> [YOUR TASK]: Verbatim repeat, images excluded. Give each entry again as written.

........

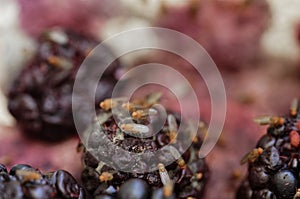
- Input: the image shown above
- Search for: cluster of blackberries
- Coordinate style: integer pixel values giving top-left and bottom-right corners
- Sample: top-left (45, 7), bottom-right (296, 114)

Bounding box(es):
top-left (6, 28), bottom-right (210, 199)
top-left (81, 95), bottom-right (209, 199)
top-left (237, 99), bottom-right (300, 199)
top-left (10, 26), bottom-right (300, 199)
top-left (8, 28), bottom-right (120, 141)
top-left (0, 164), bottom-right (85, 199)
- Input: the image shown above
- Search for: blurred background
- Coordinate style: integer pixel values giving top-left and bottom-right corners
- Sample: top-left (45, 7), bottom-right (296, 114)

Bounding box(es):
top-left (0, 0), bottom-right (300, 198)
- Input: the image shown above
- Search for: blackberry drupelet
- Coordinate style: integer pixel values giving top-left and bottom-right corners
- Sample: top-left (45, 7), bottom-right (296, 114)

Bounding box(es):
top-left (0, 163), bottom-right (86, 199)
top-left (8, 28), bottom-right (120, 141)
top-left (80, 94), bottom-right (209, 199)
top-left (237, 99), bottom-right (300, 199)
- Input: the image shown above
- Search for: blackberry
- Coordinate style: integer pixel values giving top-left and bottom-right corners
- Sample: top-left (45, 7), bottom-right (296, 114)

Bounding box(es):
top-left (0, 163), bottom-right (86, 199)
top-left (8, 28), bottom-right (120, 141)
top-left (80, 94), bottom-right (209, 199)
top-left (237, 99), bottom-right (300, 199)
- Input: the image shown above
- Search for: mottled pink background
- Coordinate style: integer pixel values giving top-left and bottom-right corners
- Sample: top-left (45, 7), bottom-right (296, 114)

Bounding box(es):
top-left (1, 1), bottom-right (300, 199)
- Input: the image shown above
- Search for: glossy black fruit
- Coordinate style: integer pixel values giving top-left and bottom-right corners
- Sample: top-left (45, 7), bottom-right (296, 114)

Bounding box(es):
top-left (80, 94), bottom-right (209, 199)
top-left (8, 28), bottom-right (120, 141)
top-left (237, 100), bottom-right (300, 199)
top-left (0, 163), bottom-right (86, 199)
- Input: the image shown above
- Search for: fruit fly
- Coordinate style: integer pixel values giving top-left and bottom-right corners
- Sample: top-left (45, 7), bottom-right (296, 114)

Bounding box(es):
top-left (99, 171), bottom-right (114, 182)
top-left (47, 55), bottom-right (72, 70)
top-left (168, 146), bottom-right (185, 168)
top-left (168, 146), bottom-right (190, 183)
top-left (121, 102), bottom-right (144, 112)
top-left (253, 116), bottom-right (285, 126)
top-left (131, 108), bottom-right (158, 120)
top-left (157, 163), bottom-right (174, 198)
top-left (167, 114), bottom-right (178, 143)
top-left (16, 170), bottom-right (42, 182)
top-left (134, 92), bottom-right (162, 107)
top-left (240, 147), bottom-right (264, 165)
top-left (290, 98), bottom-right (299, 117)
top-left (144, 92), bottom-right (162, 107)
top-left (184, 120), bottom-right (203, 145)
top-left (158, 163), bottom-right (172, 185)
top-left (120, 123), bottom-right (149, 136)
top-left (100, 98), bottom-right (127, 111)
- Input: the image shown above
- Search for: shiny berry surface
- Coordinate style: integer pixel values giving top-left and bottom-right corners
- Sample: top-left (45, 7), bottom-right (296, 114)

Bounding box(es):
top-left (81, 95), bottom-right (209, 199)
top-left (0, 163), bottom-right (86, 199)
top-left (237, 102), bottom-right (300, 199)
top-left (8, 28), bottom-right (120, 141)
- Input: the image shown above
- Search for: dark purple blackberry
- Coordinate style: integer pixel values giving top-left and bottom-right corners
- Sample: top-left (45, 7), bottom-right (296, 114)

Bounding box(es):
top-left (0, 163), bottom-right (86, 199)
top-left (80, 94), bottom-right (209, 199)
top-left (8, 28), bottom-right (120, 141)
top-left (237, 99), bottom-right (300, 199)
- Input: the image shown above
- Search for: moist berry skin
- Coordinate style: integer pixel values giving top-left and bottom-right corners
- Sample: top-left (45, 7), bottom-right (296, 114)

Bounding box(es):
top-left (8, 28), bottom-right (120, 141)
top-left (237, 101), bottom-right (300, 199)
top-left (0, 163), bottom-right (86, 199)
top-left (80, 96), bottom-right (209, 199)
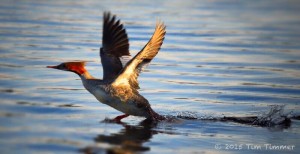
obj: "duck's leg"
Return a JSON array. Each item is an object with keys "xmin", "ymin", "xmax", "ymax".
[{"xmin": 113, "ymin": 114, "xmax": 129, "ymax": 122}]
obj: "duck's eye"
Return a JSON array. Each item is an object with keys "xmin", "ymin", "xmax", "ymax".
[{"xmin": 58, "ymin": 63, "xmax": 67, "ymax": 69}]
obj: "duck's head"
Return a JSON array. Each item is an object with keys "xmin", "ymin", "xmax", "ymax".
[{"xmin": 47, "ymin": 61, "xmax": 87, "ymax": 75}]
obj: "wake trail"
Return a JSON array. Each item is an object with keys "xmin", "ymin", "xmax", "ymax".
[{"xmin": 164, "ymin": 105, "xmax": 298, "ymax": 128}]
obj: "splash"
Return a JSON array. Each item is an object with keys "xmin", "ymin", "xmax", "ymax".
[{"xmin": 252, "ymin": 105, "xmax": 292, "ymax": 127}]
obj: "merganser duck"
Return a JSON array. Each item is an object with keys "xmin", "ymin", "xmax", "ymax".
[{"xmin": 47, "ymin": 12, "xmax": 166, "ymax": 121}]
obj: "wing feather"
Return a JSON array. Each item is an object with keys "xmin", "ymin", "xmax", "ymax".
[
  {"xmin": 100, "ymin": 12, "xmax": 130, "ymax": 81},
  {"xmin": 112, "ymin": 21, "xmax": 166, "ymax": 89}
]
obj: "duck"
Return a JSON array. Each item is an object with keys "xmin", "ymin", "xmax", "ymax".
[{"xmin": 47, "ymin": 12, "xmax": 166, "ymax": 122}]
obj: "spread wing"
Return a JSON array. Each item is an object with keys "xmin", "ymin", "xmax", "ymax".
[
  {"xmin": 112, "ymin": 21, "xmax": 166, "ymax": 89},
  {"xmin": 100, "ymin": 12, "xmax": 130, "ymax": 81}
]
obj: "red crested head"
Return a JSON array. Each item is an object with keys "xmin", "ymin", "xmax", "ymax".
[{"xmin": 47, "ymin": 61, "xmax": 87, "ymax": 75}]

........

> [OUTPUT OF THE TASK]:
- Input: the image shown above
- Search for: cluster of blackberries
- Coordinate style: integer pixel values giving top-left and bottom-right corners
- Sample: top-left (45, 7), bottom-right (296, 114)

Bounding box(es):
top-left (6, 28), bottom-right (210, 199)
top-left (81, 95), bottom-right (209, 199)
top-left (237, 99), bottom-right (300, 199)
top-left (10, 26), bottom-right (300, 199)
top-left (8, 28), bottom-right (120, 141)
top-left (0, 164), bottom-right (85, 199)
- Input: the image shown above
- Search for: blurred background
- Coordinate style: integer pixel values giving top-left and bottom-right corners
- Sample: top-left (45, 7), bottom-right (296, 114)

Bounding box(es):
top-left (0, 0), bottom-right (300, 198)
- Input: the image shown above
- Search for: blackberry drupelet
- Coordinate style: integer pixel values giving top-left and bottom-right corners
- Sample: top-left (45, 7), bottom-right (296, 114)

Bounding box(es):
top-left (0, 163), bottom-right (86, 199)
top-left (8, 28), bottom-right (120, 141)
top-left (80, 94), bottom-right (209, 199)
top-left (237, 99), bottom-right (300, 199)
- Input: the image shown above
- Search for: blackberry
- Coordinate style: integer pixel values giving top-left and bottom-right corners
- Sample: top-left (45, 7), bottom-right (296, 114)

Bounding box(es):
top-left (0, 163), bottom-right (86, 199)
top-left (8, 28), bottom-right (120, 141)
top-left (80, 94), bottom-right (209, 199)
top-left (237, 99), bottom-right (300, 199)
- Input: the image shown above
- Search for: mottled pink background
- Coordinate style: integer pixel values giving top-left and bottom-right corners
- Sample: top-left (45, 7), bottom-right (296, 114)

Bounding box(es):
top-left (1, 1), bottom-right (300, 199)
- Input: the image shown above
- Search for: glossy black fruit
- Coordinate style: integer pixel values giving top-left and bottom-right corners
- Sample: top-left (45, 7), bottom-right (296, 114)

Bounding box(es):
top-left (80, 94), bottom-right (209, 199)
top-left (8, 28), bottom-right (120, 141)
top-left (237, 100), bottom-right (300, 199)
top-left (0, 163), bottom-right (86, 199)
- Input: the image shown above
- Search for: fruit fly
- Coordinate style: integer pixel values giving top-left and bottom-right corners
- Sample: top-left (45, 7), bottom-right (296, 114)

Bounding box(es):
top-left (99, 171), bottom-right (114, 182)
top-left (47, 55), bottom-right (72, 70)
top-left (168, 146), bottom-right (185, 168)
top-left (168, 146), bottom-right (190, 183)
top-left (121, 102), bottom-right (144, 112)
top-left (253, 116), bottom-right (285, 126)
top-left (131, 108), bottom-right (158, 120)
top-left (157, 163), bottom-right (174, 198)
top-left (167, 114), bottom-right (178, 143)
top-left (16, 170), bottom-right (42, 182)
top-left (134, 92), bottom-right (162, 107)
top-left (240, 147), bottom-right (264, 165)
top-left (290, 98), bottom-right (299, 117)
top-left (144, 92), bottom-right (162, 107)
top-left (184, 120), bottom-right (203, 145)
top-left (158, 163), bottom-right (172, 185)
top-left (120, 123), bottom-right (149, 136)
top-left (100, 98), bottom-right (127, 111)
- Input: the image shown above
- Search for: shiny berry surface
- Coordinate style: integer pixel values giving top-left and bottom-right corners
- Sample: top-left (45, 7), bottom-right (296, 114)

Bounding box(es):
top-left (81, 95), bottom-right (209, 199)
top-left (0, 163), bottom-right (86, 199)
top-left (237, 102), bottom-right (300, 199)
top-left (8, 28), bottom-right (120, 141)
- Input: the image shown above
- Search for: dark purple blackberry
- Coordinate style: integer pixel values giving top-left and bottom-right corners
- Sample: top-left (45, 7), bottom-right (296, 114)

Bounding box(es):
top-left (0, 163), bottom-right (86, 199)
top-left (80, 94), bottom-right (209, 199)
top-left (8, 28), bottom-right (120, 141)
top-left (237, 99), bottom-right (300, 199)
- Input: the image shown above
- Search for: moist berry skin
- Coordinate style: integer pixel values giving top-left and bottom-right corners
- Sample: top-left (45, 7), bottom-right (296, 114)

Bounding box(es):
top-left (8, 28), bottom-right (120, 141)
top-left (237, 101), bottom-right (300, 199)
top-left (0, 163), bottom-right (86, 199)
top-left (80, 96), bottom-right (209, 199)
obj: "duck's leg"
Return a JSON array. Each item is an object with keys "xmin", "ymin", "xmax", "ymax".
[{"xmin": 113, "ymin": 114, "xmax": 129, "ymax": 122}]
obj: "duck's eye"
Return a JSON array. Each item is an object with keys "xmin", "ymin", "xmax", "ymax".
[{"xmin": 58, "ymin": 63, "xmax": 67, "ymax": 69}]
obj: "duck's head"
Return a JSON array. Each item is an object with keys "xmin", "ymin", "xmax", "ymax".
[{"xmin": 47, "ymin": 61, "xmax": 87, "ymax": 75}]
obj: "wake trail"
Return a JSON array. Each item is an object with keys "xmin", "ymin", "xmax", "ymax".
[{"xmin": 164, "ymin": 105, "xmax": 298, "ymax": 128}]
obj: "splash"
Return a JSON array. Each item is an object with keys "xmin", "ymin", "xmax", "ymax".
[{"xmin": 252, "ymin": 105, "xmax": 292, "ymax": 127}]
obj: "merganser duck"
Return a JSON array. Each item is an object with keys "xmin", "ymin", "xmax", "ymax".
[{"xmin": 47, "ymin": 12, "xmax": 166, "ymax": 121}]
obj: "wing feather"
Return a JSON array. Each item is an object with keys "xmin", "ymin", "xmax", "ymax".
[
  {"xmin": 100, "ymin": 12, "xmax": 130, "ymax": 81},
  {"xmin": 112, "ymin": 21, "xmax": 166, "ymax": 89}
]
obj: "duck"
Return a JSON array. Each item is an object with keys "xmin", "ymin", "xmax", "ymax".
[{"xmin": 47, "ymin": 12, "xmax": 166, "ymax": 122}]
obj: "spread wing"
Return a JSON array. Each item is an object with keys "xmin", "ymin", "xmax", "ymax".
[
  {"xmin": 112, "ymin": 21, "xmax": 166, "ymax": 89},
  {"xmin": 100, "ymin": 12, "xmax": 130, "ymax": 81}
]
obj: "red crested head"
Return a JSON array. Each item is an object with keys "xmin", "ymin", "xmax", "ymax".
[{"xmin": 47, "ymin": 61, "xmax": 87, "ymax": 75}]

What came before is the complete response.